> **Short task**
Convert every line of the records below into a numbered list, skipping blank lines and leaving out the pictures.

> **Raw data**
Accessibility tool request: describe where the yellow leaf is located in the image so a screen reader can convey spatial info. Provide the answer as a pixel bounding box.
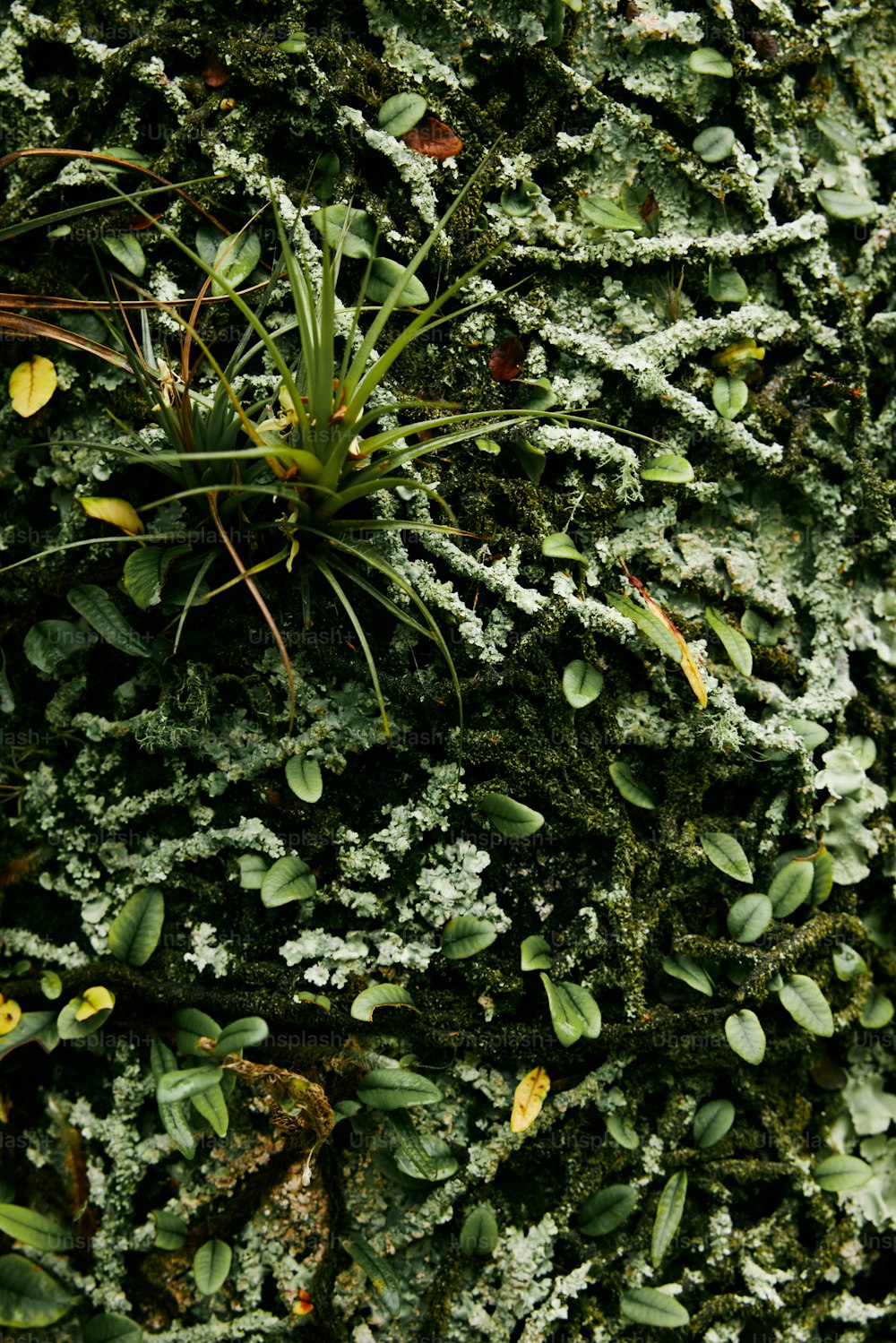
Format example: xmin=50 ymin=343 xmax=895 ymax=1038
xmin=78 ymin=497 xmax=146 ymax=536
xmin=75 ymin=985 xmax=116 ymax=1020
xmin=0 ymin=998 xmax=22 ymax=1036
xmin=9 ymin=355 xmax=56 ymax=419
xmin=511 ymin=1068 xmax=551 ymax=1133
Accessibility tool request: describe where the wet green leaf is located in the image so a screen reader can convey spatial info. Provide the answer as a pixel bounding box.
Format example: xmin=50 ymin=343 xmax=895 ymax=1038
xmin=780 ymin=975 xmax=834 ymax=1036
xmin=286 ymin=756 xmax=323 ymax=802
xmin=662 ymin=951 xmax=712 ymax=998
xmin=688 ymin=47 xmax=735 ymax=79
xmin=650 ymin=1171 xmax=688 ymax=1268
xmin=610 ymin=760 xmax=657 ymax=811
xmin=479 ymin=792 xmax=544 ymax=839
xmin=358 ymin=1068 xmax=442 ymax=1109
xmin=815 ymin=186 xmax=877 ymax=220
xmin=261 ymin=854 xmax=317 ymax=909
xmin=563 ymin=659 xmax=603 ymax=709
xmin=461 ymin=1203 xmax=498 ymax=1259
xmin=641 ymin=452 xmax=694 ymax=485
xmin=376 ymin=92 xmax=426 ymax=138
xmin=694 ymin=126 xmax=735 ymax=164
xmin=350 ymin=985 xmax=419 ymax=1020
xmin=728 ymin=891 xmax=772 ymax=943
xmin=579 ymin=196 xmax=643 ymax=234
xmin=694 ymin=1100 xmax=737 ymax=1149
xmin=0 ymin=1203 xmax=73 ymax=1254
xmin=815 ymin=1152 xmax=874 ymax=1194
xmin=541 ymin=532 xmax=587 ymax=564
xmin=67 ymin=583 xmax=149 ymax=659
xmin=520 ymin=934 xmax=551 ymax=969
xmin=103 ymin=234 xmax=146 ymax=280
xmin=0 ymin=1254 xmax=75 ymax=1330
xmin=619 ymin=1287 xmax=691 ymax=1330
xmin=726 ymin=1007 xmax=766 ymax=1065
xmin=442 ymin=915 xmax=498 ymax=960
xmin=710 ymin=266 xmax=750 ymax=304
xmin=579 ymin=1184 xmax=638 ymax=1237
xmin=340 ymin=1235 xmax=401 ymax=1315
xmin=366 ymin=256 xmax=430 ymax=307
xmin=108 ymin=886 xmax=165 ymax=966
xmin=705 ymin=606 xmax=753 ymax=676
xmin=712 ymin=377 xmax=748 ymax=419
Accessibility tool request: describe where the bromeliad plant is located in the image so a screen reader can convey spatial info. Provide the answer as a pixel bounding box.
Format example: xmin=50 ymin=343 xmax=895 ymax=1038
xmin=0 ymin=153 xmax=653 ymax=752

> **Reply**
1. Accessibility tool request: describe where the yellow leaf is located in the image so a screen reader can convey spatial info. Provide the answer as a pixel bounding box.
2. Format example: xmin=50 ymin=343 xmax=895 ymax=1038
3. xmin=78 ymin=497 xmax=146 ymax=536
4. xmin=75 ymin=985 xmax=116 ymax=1020
5. xmin=0 ymin=998 xmax=22 ymax=1036
6. xmin=9 ymin=355 xmax=56 ymax=419
7. xmin=511 ymin=1068 xmax=551 ymax=1133
8. Accessibility tool request: describe where the wet green leaf is located in the image so a screen reader can convey spatial info. Provide the answer as a pixel bounding box.
9. Format example: xmin=50 ymin=343 xmax=895 ymax=1038
10. xmin=780 ymin=975 xmax=834 ymax=1036
11. xmin=286 ymin=756 xmax=323 ymax=802
12. xmin=662 ymin=951 xmax=712 ymax=998
13. xmin=688 ymin=47 xmax=735 ymax=79
14. xmin=650 ymin=1171 xmax=688 ymax=1268
15. xmin=610 ymin=760 xmax=657 ymax=811
16. xmin=479 ymin=792 xmax=544 ymax=839
17. xmin=358 ymin=1068 xmax=442 ymax=1109
18. xmin=815 ymin=186 xmax=877 ymax=220
19. xmin=261 ymin=854 xmax=317 ymax=909
20. xmin=563 ymin=659 xmax=603 ymax=709
21. xmin=461 ymin=1203 xmax=498 ymax=1259
22. xmin=641 ymin=452 xmax=694 ymax=485
23. xmin=376 ymin=92 xmax=426 ymax=138
24. xmin=694 ymin=126 xmax=735 ymax=164
25. xmin=350 ymin=985 xmax=419 ymax=1020
26. xmin=728 ymin=891 xmax=772 ymax=943
27. xmin=579 ymin=196 xmax=643 ymax=234
28. xmin=694 ymin=1100 xmax=737 ymax=1149
29. xmin=0 ymin=1203 xmax=73 ymax=1254
30. xmin=815 ymin=1152 xmax=874 ymax=1194
31. xmin=541 ymin=532 xmax=587 ymax=564
32. xmin=67 ymin=583 xmax=149 ymax=659
33. xmin=520 ymin=934 xmax=551 ymax=969
34. xmin=103 ymin=234 xmax=146 ymax=280
35. xmin=0 ymin=1254 xmax=75 ymax=1330
36. xmin=619 ymin=1287 xmax=691 ymax=1330
37. xmin=726 ymin=1007 xmax=766 ymax=1065
38. xmin=442 ymin=915 xmax=498 ymax=960
39. xmin=710 ymin=266 xmax=750 ymax=304
40. xmin=579 ymin=1184 xmax=638 ymax=1237
41. xmin=340 ymin=1235 xmax=401 ymax=1315
42. xmin=366 ymin=256 xmax=430 ymax=307
43. xmin=108 ymin=886 xmax=165 ymax=966
44. xmin=705 ymin=606 xmax=753 ymax=676
45. xmin=712 ymin=377 xmax=748 ymax=419
46. Accessibility tool request: describe where the bromeliad plant is located in the image so a screen reader can convey spatial info. Provide the answer as a pixel bounding box.
47. Format example: xmin=50 ymin=343 xmax=895 ymax=1038
48. xmin=0 ymin=153 xmax=653 ymax=752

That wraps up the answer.